- _GIVEN DATA_

BEGIN

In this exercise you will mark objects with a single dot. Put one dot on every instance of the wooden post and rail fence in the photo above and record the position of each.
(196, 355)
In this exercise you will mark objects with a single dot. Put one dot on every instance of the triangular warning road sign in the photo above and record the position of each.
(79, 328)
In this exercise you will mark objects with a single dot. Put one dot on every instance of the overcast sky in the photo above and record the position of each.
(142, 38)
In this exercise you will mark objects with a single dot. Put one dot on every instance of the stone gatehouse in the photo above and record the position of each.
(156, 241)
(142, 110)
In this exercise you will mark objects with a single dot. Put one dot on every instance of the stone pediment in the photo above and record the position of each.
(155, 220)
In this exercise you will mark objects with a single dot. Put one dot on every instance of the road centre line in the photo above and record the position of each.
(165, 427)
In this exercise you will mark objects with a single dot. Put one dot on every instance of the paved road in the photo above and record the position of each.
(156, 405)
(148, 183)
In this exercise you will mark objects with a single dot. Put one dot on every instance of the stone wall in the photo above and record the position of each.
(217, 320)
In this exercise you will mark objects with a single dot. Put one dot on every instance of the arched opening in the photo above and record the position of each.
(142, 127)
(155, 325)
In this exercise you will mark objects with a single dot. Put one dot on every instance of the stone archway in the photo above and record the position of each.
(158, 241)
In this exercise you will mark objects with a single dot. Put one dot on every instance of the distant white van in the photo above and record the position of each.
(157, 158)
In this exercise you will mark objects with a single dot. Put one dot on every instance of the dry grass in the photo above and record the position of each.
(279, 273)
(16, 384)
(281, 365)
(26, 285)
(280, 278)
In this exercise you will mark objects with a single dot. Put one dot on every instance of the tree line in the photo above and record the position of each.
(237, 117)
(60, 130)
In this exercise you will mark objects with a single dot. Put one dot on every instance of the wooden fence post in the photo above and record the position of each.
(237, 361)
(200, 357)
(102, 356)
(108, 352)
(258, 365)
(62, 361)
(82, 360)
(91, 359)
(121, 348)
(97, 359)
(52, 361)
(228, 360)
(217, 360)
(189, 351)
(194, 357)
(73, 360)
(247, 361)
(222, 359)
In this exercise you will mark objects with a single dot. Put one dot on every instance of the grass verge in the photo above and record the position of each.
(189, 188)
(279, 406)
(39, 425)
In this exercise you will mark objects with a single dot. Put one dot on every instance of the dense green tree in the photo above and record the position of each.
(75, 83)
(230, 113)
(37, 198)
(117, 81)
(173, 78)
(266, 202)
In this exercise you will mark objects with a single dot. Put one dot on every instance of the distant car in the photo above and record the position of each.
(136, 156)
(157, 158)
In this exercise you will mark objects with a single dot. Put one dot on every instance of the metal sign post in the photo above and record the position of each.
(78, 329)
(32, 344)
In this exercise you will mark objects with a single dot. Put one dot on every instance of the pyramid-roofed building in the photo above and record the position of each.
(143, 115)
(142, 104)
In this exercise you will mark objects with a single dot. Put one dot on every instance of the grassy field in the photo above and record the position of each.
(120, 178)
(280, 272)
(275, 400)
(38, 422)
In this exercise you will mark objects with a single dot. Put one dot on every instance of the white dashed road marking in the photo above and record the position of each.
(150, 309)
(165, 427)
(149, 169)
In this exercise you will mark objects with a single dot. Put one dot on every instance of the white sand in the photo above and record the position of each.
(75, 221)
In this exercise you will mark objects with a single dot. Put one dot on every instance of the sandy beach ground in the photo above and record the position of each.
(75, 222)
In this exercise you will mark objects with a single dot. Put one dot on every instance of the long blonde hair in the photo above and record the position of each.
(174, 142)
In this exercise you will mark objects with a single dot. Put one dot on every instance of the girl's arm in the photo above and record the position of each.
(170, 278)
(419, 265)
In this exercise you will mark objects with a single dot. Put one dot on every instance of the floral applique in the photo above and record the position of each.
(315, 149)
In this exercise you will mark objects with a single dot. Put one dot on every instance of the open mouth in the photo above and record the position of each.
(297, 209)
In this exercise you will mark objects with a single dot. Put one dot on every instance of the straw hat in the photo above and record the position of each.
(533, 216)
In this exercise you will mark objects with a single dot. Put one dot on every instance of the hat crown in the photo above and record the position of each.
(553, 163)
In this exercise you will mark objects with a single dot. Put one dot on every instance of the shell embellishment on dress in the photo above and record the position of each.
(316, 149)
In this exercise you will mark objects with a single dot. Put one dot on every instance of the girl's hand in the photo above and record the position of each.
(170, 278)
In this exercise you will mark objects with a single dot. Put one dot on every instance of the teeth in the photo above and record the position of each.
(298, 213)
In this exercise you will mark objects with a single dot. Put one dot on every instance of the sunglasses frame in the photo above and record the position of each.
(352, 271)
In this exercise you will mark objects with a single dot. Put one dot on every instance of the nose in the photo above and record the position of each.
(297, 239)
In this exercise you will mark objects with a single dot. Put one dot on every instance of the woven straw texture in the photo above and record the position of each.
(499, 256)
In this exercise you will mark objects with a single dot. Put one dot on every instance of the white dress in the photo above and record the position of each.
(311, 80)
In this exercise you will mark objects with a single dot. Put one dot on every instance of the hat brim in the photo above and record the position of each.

END

- _WHAT IS EXPECTED_
May I have exactly the lines from the one containing "of the woven" through the last line of the data, both included?

- _RESPONSE TO THE TASK_
In this exercise you will mark objects with a single dot. Put one dot on every instance of the woven straw texture in the photo above and record the position of each.
(499, 256)
In this exercise you will mark objects with a single dot. Put one dot on every instance of the white dress in the photo above and record the position of each.
(311, 80)
In this exercise you will mark objects with a single dot. Put one dot on every instance of the hat brim in the photo above and record the position of each.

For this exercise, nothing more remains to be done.